▶ Extrait de page:
•••

Nouvelles d’Iran – Katya Lachowicz

En Iran, les manifestations de 2018, auxquelles la gauche internationale réagit avec méfiance, mirent en évidence la dépendance démesurée de cette dernière vis-à-vis de la politique des partis traditionnels. Elles démontrèrent aussi sa négligence et son déni de la différence et des contradictions dans les processus de production des espaces et des subjectivités politiques, émanant d’une répression bien plus féroce et de difficultés économiques qui dépassent celles connues en Occident1.

Contrairement aux manifestations plus anciennes du “mouvement vert”2, qui s’étaient démarquées par leur caractère photogénique et tape-à-l’oeil, celles de 2018 n’attiraient pas particulièrement le regard et ne présentaient pas de programme vigoureux ou aguicheur. De plus, la confusion générale obstruait une compréhension précise de qui constituait le « peuple », et de la manière dont celui-ci était parvenu à mettre à mal le régime actuel durant un laps de temps important, malgré l’absence de leaders clairement désignés.

Le 27 décembre 2017, lorsque les habitant.es de la ville conservatrice de Mechhed descendirent dans la rue afin de crier des slogans contre le président Hassan Rouhani, certains attribuèrent initialement les manifestations à un complot organisé par son rival, l’intégriste religieux Ebrahim Raïssi (qui a perdu aux élections présidentielles de 2017 face à Hassan Rouhani).

Mais alors que les protestations se répandirent comme une traînée de poudre à travers le pays et se retournèrent contre l’ayatollah Khamenei,3 le manque de loyauté du peuple envers le régime islamique fut soudainement pointé du doigt. Les jeunes incendièrent les universités théologiques, les banques et les bases des Gardiens de la Révolution. Femmes comme hommes déchirèrent des photos de hauts responsables religieux dans les rues, surtout aux alentours du 11 février, date anniversaire de la révolution islamique de 1979. Les slogans scandés dénonçaient l’écart de niveau de vie entre le peuple et ses dirigeants : “les gens sont pauvres, pendant que les mollahs vivent comme des dieux.” Le 4 décembre 2018, une femme vêtue d’un tchador noir fut filmée se tournant vers les manifestant.es et encourageant la jeunesse à descendre dans la rue : “Vous nous avez critiqué.es pour la révolution [de 1979] ; maintenant, nous [la génération plus âgée] sommes encore une fois dans la rue. Levez vos poings avec nous ! En tant que femme, debout devant vous, je vous protégerai !” 4 .

•••

(Entrées de données enregistrées)

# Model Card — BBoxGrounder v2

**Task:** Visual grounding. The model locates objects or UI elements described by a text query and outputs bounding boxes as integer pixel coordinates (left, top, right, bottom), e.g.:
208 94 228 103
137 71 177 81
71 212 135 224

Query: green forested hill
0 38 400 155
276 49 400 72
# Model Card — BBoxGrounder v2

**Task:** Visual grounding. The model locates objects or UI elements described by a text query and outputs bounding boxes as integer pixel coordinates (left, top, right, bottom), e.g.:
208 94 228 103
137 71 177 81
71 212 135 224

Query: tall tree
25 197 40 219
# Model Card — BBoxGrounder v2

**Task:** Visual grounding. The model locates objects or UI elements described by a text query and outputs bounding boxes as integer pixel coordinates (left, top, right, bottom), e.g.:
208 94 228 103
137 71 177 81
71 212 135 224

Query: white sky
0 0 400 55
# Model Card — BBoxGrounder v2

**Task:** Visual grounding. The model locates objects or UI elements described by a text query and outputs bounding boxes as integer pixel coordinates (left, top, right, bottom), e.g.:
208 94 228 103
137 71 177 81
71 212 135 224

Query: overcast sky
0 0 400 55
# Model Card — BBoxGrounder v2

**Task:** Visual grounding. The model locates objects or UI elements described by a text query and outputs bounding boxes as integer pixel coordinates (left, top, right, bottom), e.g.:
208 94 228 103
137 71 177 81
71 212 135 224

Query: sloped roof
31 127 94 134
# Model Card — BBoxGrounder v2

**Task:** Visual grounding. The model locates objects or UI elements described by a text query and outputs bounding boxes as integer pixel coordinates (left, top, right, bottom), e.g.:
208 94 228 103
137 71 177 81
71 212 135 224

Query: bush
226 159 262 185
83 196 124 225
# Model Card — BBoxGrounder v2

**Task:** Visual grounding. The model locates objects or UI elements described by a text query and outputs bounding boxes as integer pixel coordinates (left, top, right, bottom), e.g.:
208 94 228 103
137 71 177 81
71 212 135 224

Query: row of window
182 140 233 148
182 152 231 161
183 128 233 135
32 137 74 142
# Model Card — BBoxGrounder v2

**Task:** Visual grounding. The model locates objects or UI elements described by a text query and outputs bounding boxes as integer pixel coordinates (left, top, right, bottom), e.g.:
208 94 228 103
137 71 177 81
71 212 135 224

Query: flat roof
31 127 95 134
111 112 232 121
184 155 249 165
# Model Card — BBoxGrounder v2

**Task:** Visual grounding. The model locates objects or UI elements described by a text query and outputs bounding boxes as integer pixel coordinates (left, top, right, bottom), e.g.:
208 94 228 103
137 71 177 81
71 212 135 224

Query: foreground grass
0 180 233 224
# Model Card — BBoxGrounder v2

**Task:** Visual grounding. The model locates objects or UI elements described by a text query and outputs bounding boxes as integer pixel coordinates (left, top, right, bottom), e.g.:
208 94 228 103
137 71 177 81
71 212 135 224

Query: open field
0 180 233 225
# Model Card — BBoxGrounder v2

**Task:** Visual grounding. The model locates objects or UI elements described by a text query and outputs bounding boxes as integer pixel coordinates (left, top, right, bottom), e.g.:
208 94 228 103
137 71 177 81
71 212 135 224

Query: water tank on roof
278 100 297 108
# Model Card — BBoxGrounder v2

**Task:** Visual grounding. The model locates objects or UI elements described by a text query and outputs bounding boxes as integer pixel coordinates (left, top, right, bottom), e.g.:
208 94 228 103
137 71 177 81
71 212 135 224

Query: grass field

•••

▶ Exercices:
1/ Recopiez à l'identique le passage de l'extrait sur les manifestations en Iran, depuis « Contrairement aux manifestations » jusqu'à « à Hassan Rouhani). ».
2/ Réécrivez plus brièvement le paragraphe de l'extrait sur les manifestations en Iran qui commence par « Contrairement aux manifestations plus anciennes », en conservant ses faits principaux.

▶ Réponses proposées:
1/
Contrairement aux manifestations plus anciennes du “mouvement vert”2, qui s’étaient démarquées par leur caractère photogénique et tape-à-l’oeil, celles de 2018 n’attiraient pas particulièrement le regard et ne présentaient pas de programme vigoureux ou aguicheur. De plus, la confusion générale obstruait une compréhension précise de qui constituait le « peuple », et de la manière dont celui-ci était parvenu à mettre à mal le régime actuel durant un laps de temps important, malgré l’absence de leaders clairement désignés.

Le 27 décembre 2017, lorsque les habitant.es de la ville conservatrice de Mechhed descendirent dans la rue afin de crier des slogans contre le président Hassan Rouhani, certains attribuèrent initialement les manifestations à un complot organisé par son rival, l’intégriste religieux Ebrahim Raïssi (qui a perdu aux élections présidentielles de 2017 face à Hassan Rouhani).

2/ Contrairement aux manifestations du « mouvement vert », remarquées pour leur caractère photogénique et tape-à-l'œil, celles de 2018 attiraient peu le regard et n'avaient pas de programme vigoureux ou aguicheur. En outre, la confusion générale empêchait de bien saisir qui formait le « peuple » et comment, sans leaders clairement désignés, il avait pu mettre à mal le régime pendant un laps de temps important.